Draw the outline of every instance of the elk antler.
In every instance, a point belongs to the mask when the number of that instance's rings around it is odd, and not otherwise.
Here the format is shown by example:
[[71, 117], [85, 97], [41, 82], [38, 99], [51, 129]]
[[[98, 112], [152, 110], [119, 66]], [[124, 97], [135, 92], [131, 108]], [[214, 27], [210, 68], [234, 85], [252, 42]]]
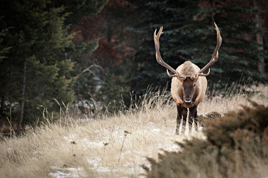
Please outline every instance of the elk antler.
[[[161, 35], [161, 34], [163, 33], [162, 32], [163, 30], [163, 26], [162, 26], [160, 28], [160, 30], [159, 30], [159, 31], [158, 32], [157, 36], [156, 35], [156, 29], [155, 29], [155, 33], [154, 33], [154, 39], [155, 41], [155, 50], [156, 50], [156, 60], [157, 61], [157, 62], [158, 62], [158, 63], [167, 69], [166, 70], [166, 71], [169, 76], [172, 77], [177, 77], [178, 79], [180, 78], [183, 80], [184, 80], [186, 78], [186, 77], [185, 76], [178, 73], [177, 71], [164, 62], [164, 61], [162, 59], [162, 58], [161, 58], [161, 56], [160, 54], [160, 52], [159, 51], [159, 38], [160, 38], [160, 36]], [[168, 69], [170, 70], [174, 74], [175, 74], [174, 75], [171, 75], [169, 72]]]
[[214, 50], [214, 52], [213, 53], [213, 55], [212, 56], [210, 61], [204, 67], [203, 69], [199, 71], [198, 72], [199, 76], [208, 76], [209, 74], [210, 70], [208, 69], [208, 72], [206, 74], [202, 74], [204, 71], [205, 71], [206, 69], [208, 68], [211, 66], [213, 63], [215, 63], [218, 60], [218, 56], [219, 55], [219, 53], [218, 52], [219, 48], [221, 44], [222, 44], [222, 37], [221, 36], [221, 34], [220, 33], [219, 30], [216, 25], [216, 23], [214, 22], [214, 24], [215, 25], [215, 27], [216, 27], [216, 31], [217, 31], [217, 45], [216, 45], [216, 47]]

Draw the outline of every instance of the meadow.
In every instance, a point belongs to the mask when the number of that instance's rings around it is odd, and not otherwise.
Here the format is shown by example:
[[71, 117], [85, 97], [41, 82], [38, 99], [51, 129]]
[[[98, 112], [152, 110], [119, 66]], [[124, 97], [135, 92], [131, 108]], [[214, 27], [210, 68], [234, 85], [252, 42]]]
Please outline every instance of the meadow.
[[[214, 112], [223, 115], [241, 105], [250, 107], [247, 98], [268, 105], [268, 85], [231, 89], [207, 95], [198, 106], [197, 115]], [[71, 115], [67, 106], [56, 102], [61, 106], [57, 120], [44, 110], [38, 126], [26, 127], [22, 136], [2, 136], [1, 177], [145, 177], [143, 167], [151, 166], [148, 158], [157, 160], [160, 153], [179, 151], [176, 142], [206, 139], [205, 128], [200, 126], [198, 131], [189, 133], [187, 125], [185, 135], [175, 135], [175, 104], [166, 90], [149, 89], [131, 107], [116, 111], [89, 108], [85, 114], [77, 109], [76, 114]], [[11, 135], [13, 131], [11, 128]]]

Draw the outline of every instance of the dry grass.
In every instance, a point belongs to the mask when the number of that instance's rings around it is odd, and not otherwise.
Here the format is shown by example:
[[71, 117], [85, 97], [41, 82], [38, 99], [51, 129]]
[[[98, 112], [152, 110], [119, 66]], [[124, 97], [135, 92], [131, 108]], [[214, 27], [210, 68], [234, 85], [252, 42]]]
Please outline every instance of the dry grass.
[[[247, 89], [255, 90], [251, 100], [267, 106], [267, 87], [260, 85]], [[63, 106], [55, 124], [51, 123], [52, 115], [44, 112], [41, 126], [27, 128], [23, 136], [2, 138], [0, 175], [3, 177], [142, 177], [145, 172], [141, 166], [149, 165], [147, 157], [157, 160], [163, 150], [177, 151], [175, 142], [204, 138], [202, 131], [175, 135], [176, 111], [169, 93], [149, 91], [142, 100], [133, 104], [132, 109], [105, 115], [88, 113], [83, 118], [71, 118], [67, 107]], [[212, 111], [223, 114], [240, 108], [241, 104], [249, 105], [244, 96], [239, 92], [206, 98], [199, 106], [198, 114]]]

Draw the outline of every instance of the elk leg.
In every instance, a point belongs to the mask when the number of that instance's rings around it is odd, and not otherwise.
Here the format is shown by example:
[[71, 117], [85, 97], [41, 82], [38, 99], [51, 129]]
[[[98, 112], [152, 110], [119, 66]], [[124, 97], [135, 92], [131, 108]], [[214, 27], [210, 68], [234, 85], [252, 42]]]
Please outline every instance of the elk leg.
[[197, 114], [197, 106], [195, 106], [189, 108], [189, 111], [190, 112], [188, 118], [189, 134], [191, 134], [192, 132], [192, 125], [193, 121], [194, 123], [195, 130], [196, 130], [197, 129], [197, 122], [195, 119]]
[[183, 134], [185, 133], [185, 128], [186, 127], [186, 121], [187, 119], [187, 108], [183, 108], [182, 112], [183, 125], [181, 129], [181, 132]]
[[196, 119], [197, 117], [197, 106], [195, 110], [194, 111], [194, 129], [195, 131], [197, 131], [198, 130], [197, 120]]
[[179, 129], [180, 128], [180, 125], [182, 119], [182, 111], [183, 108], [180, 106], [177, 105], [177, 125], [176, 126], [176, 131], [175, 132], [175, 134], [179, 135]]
====
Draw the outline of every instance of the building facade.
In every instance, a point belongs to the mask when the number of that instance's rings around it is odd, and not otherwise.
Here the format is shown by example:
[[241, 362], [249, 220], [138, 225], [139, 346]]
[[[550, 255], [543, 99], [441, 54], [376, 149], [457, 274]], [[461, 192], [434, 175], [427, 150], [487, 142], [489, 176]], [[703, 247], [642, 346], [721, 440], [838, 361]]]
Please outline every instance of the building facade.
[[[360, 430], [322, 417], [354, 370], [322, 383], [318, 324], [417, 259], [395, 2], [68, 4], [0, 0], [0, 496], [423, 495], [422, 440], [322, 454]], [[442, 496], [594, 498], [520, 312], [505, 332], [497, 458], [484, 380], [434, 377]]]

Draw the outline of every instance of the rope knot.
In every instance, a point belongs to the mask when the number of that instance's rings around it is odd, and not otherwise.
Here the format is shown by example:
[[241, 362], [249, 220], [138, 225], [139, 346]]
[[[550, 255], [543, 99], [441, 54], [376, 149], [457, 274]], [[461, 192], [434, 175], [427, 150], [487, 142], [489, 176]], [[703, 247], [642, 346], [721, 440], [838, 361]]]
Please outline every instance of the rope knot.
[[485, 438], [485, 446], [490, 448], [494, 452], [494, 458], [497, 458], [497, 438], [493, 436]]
====
**GIVEN TASK:** Retype the entries above, from the line containing "Draw the outline of every instance of the rope" through the line containing "438], [493, 436]]", both lines included, with no changes.

**OUTPUT FOR THIS EXERCISE:**
Draw the outline of every instance of the rope knot.
In every instance, a point belongs to the mask when the number of that instance's rings around it is odd, and not otherwise.
Here the format is shown by example:
[[241, 362], [249, 220], [138, 225], [139, 346]]
[[[550, 255], [543, 99], [441, 54], [376, 149], [457, 274]], [[461, 192], [434, 175], [427, 150], [487, 142], [489, 176]], [[703, 247], [642, 346], [721, 440], [838, 361]]]
Please outline every instance of the rope knot.
[[485, 438], [485, 446], [490, 448], [494, 452], [494, 458], [497, 458], [497, 438], [493, 436]]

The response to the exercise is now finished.